### Tasks and exercises
A – In the GKE operations article, restate the stretch from "The GKE Dashboard" through "five easy steps.", substituting "Kubernetes Dashboard" for "GKE Dashboard".
B – According to the GKE operations article, what three kinds of data do teams operating microservices increasingly rely on to identify and troubleshoot problems?

GKE operations magic: From an alert to resolution in 5 steps
As applications move from monolithic architectures to microservices-based architectures, DevOps and Site Reliability Engineering (SRE) teams face new operational challenges. Microservices are updated constantly with new features and resource managers/schedulers (like Kubernetes and GKE) can add/remove containers in response to changing workloads. The old way of creating alerts based on learned behaviors of your monolithic applications will not work with microservices applications.
Therefore teams operating microservices increasingly rely on metrics, logs, and traces to identify and troubleshoot problems. In addition, you need rich context (metadata and relationships between entities) to be more efficient in diagnosing issues. Visualizing this variety of information in one place can make you more productive and cut down the mean-time-to-restore (MTTR) service so you can focus on what you enjoy the most - working on new business functionality!
The GKE Dashboard automatically presents observability data and rich associated context in an easy-to-use, easy-to-comprehend and easy-to-navigate manner. Today we’re going to walk through how you can use the dashboard to go from an alert to resolution in five easy steps.

### Recorded information
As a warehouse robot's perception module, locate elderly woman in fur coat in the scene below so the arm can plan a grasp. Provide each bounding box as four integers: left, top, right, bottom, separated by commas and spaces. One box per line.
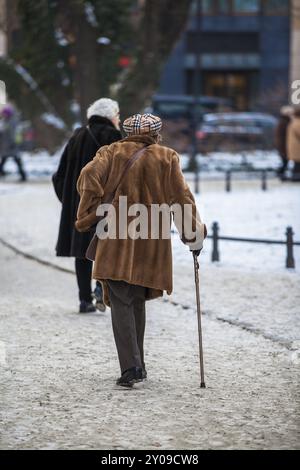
53, 98, 122, 313
76, 114, 206, 387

### Answers to the problems
A –
The Kubernetes Dashboard automatically presents observability data and rich associated context in an easy-to-use, easy-to-comprehend and easy-to-navigate manner. Today we’re going to walk through how you can use the dashboard to go from an alert to resolution in five easy steps.

B – Metrics, logs, and traces.